→ Problem to solve
Resume the passage below on indican production in tobacco plants, carrying it on from its final sentence.

→ Document extract
= = =

Table 1 Average absolute quantities and ratios of aromatic amino acids in tobacco plants (n=7 leaves from individual plants per condition) after transient expression of pEAQ-EV or pEAQ-EV + pN-AroG* constructs. The asterisk is part of the name used for the aroG* gene in this study.

Increased Trp or redox partner supply does not improve transient indican production

We wanted to test whether increasing Trp content would yield a corresponding increase in indican accumulation. An added benefit of the pBJ1-1 and -2 constructs is that we can co-express additional proteins by swapping them into the empty cloning site on the pEAQ-EV vector we co-infiltrate to deliver P19 (Figure 4A). This allows us to keep the total number of T-DNAs introduced constant and ensures consistent tnaA and CYP2A_B49 expression levels in each comparison. Upon co-infiltration of pEAQ-AroG* with pBJ1-1 we unexpectedly saw a drop in indican productivity compared to pBJ1-1 with pEAQ-EV (Figure 4B). To investigate whether this drop might be caused by an overall reduction in the activity of our pathway, we compared the accumulation of indole in our control (EV) and AroG* co-infiltrations by UPLC-UV. When co-infiltrating pBJ1-1 with AroG* we saw approximately four times more indole than with pEAQ-EV (Figure 4C). We also carried out untargeted MS analysis to investigate whether any other metabolite changes could explain the reduction in indican observed. Samples from co-expression of AroG* were clearly separated from EV control in PCA analysis (Supplementary Figure S3A). The main drivers of the separation were the aromatic amino acids as well as de-aminated and de-carboxylated Trp derivatives (Supplementary Figure S3B). Four compounds spectrally matched to 2-oxindoles mirrored the accumulation pattern observed for indican (Figure 4B, Supplementary Figure S4). Two of the features had retention times that coincided with indican, and probably arose from in-source fragmentation.

= = =

→ Data supplied
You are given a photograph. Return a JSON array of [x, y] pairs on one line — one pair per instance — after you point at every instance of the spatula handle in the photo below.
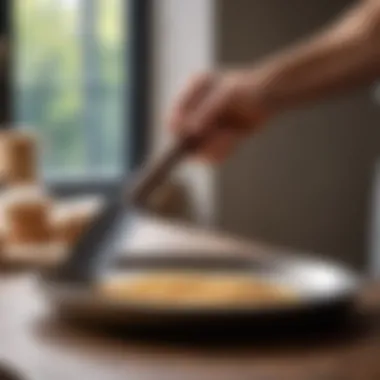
[[157, 170]]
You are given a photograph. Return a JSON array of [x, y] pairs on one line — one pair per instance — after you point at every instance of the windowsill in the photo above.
[[69, 184]]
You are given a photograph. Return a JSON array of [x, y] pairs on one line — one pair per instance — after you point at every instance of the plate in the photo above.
[[327, 293]]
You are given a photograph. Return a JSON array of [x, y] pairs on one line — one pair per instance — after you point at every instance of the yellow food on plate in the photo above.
[[196, 289]]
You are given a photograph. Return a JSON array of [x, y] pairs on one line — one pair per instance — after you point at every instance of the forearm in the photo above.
[[343, 57]]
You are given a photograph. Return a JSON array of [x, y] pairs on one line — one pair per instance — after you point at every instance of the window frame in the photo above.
[[138, 24]]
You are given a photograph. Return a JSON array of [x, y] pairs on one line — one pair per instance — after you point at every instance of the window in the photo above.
[[79, 80]]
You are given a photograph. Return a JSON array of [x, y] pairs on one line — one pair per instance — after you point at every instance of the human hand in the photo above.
[[228, 104]]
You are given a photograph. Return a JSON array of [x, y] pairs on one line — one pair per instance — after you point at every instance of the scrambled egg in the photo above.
[[196, 289]]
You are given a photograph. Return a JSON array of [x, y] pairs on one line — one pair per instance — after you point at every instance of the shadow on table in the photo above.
[[322, 333]]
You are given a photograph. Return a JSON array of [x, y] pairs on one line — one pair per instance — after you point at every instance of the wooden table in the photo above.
[[43, 349]]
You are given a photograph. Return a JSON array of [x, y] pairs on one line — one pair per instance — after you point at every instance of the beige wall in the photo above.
[[183, 45], [305, 181]]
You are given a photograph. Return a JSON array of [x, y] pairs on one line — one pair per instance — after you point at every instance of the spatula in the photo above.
[[99, 244]]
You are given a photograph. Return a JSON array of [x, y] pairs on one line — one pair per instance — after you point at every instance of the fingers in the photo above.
[[188, 101]]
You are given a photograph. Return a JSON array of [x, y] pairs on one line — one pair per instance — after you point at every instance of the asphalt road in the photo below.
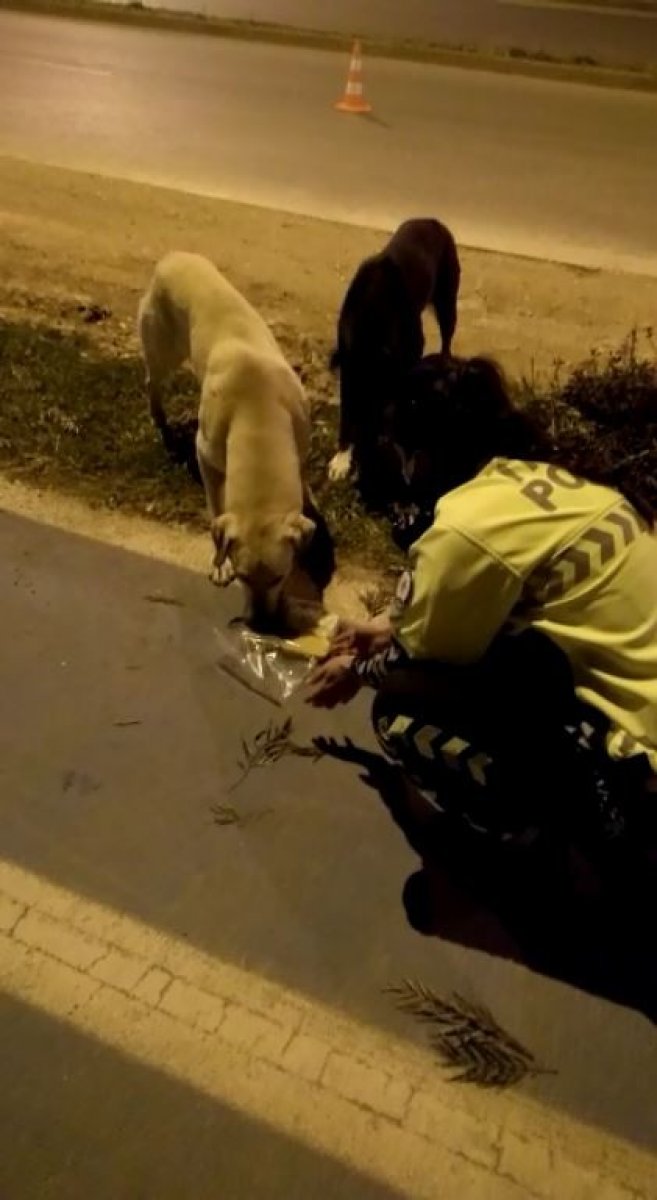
[[620, 37], [553, 171], [120, 733]]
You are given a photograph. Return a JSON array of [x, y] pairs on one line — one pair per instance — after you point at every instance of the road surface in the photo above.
[[553, 171], [615, 37], [120, 735]]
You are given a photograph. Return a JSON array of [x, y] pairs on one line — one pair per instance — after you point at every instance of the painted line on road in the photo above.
[[567, 6], [349, 1091], [54, 65]]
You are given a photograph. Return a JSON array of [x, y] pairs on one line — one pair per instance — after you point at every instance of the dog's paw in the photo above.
[[221, 576], [339, 466]]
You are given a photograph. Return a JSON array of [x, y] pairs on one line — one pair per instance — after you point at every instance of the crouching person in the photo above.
[[516, 673]]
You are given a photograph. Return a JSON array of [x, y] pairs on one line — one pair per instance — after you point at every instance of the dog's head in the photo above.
[[263, 553]]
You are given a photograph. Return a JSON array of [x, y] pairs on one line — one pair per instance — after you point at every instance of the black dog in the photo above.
[[380, 339]]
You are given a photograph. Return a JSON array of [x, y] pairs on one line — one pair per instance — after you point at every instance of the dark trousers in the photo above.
[[505, 745]]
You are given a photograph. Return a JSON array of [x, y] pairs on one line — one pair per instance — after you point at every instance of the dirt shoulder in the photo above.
[[513, 61], [72, 412]]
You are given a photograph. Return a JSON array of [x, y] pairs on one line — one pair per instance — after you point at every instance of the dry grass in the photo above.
[[73, 417]]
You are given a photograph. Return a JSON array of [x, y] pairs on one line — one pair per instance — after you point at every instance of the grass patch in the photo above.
[[73, 417]]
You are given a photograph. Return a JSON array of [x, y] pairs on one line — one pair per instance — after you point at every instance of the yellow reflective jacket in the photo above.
[[529, 545]]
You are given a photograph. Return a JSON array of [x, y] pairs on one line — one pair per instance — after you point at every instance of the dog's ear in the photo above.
[[223, 531], [299, 529]]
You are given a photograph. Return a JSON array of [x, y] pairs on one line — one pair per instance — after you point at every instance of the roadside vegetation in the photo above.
[[73, 417]]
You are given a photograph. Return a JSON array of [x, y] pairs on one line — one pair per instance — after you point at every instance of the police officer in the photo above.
[[516, 673]]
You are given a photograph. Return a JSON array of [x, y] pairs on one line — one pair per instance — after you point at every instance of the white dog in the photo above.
[[254, 421]]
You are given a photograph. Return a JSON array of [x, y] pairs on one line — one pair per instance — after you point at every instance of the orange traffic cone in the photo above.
[[354, 100]]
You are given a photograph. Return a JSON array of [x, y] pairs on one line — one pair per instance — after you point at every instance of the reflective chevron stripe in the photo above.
[[595, 549], [425, 739], [451, 751]]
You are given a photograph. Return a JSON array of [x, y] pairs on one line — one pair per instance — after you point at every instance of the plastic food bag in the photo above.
[[275, 667]]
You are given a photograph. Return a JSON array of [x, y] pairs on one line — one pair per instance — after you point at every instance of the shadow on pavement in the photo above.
[[108, 1127], [542, 907]]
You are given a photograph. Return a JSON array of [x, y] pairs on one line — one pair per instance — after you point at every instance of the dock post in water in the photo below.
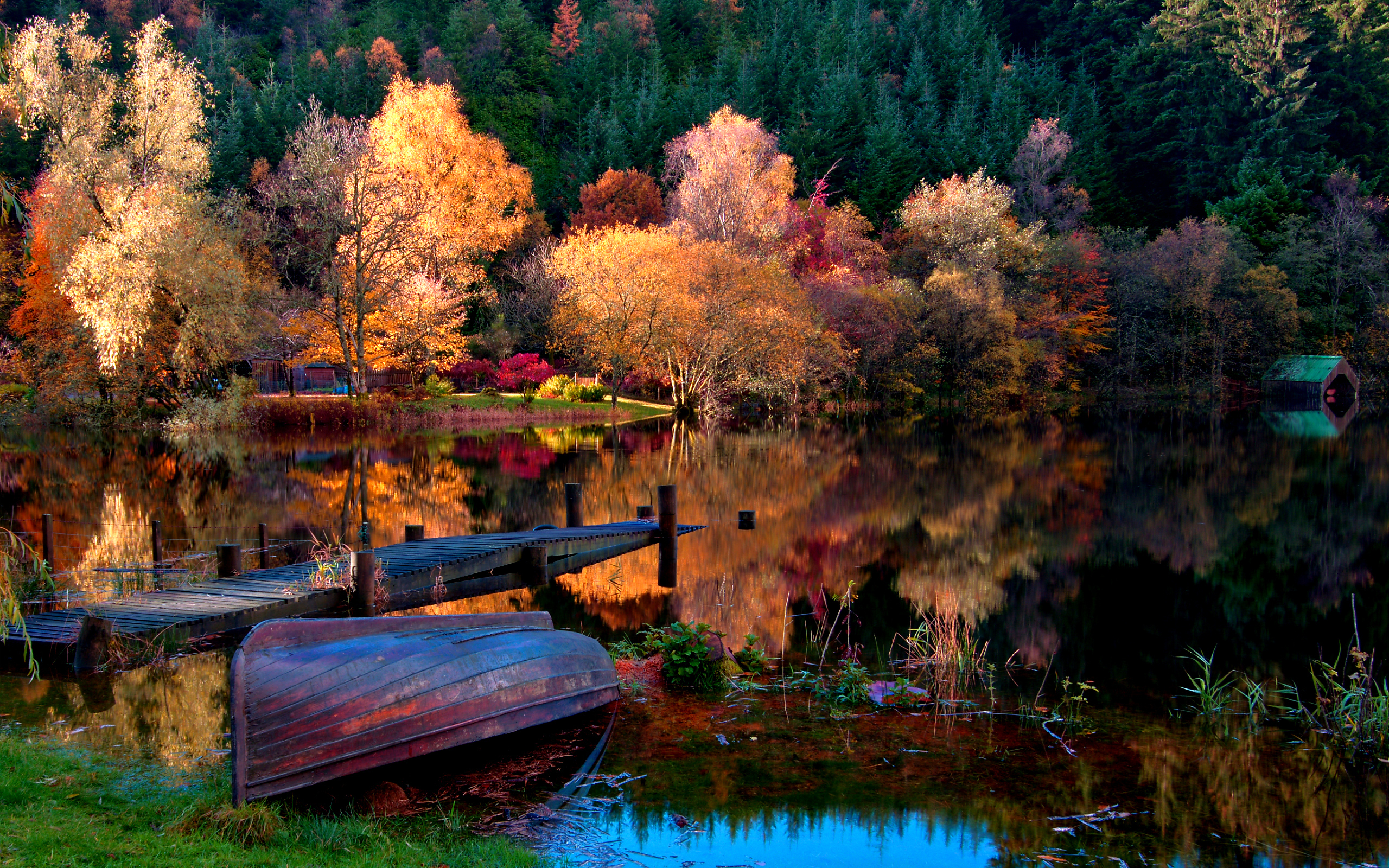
[[365, 593], [48, 539], [573, 505], [93, 641], [228, 560], [535, 566], [666, 507], [670, 531]]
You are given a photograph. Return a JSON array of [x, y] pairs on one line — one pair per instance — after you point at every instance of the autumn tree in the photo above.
[[423, 328], [160, 257], [742, 327], [629, 196], [614, 299], [964, 221], [973, 333], [730, 181], [1042, 189], [564, 36], [361, 210]]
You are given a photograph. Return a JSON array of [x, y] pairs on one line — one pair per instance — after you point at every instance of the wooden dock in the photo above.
[[415, 574]]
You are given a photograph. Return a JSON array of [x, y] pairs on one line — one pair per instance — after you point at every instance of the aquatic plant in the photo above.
[[752, 659], [26, 576], [845, 686], [688, 660], [1348, 706]]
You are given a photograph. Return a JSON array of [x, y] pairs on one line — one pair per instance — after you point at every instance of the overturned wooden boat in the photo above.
[[318, 699]]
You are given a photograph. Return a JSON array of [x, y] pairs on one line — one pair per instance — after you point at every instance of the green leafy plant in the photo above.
[[752, 658], [556, 385], [438, 386], [627, 649], [1074, 699], [585, 393], [688, 661], [848, 685]]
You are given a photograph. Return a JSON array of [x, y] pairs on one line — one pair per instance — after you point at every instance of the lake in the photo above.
[[1098, 546]]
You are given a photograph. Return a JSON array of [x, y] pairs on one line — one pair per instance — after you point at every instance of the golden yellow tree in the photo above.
[[742, 326], [731, 181], [617, 291], [159, 253], [363, 210]]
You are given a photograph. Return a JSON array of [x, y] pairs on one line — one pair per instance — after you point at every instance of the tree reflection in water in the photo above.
[[1102, 546]]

= = =

→ Answer to this task
FIGURE 4

Figure 4 (A) Schematic of vector combinations used in this experiment. The transmembrane domain of CYP2A_B49 is indicated by a black bar. pBJ1-1 vector was co-infiltrated with either pEAQ-EV or a pEAQ containing AroG* or one of four redox partners. (B) Indican productivity upon co-infiltrating pBJ1-1 with pEAQ constructs carrying different transgenes. Two independent transient expression experiments were performed, and plants analyzed for indican at 5 dpi. Bars show average indican accumulation (n = 8 infiltrated leaves from individual plants per construct combination) with error bars indicating SD. (C) Indole concentrations quantified at 5 dpi in extracts from tobacco plants infiltrated with pBJ1-1 and either pEAQ-EV or pEAQ-AroG*. Bars show averages from a single experiment (n = 5 infiltrated leaves from individual plants per construct combination)with error bars indicating standard deviation.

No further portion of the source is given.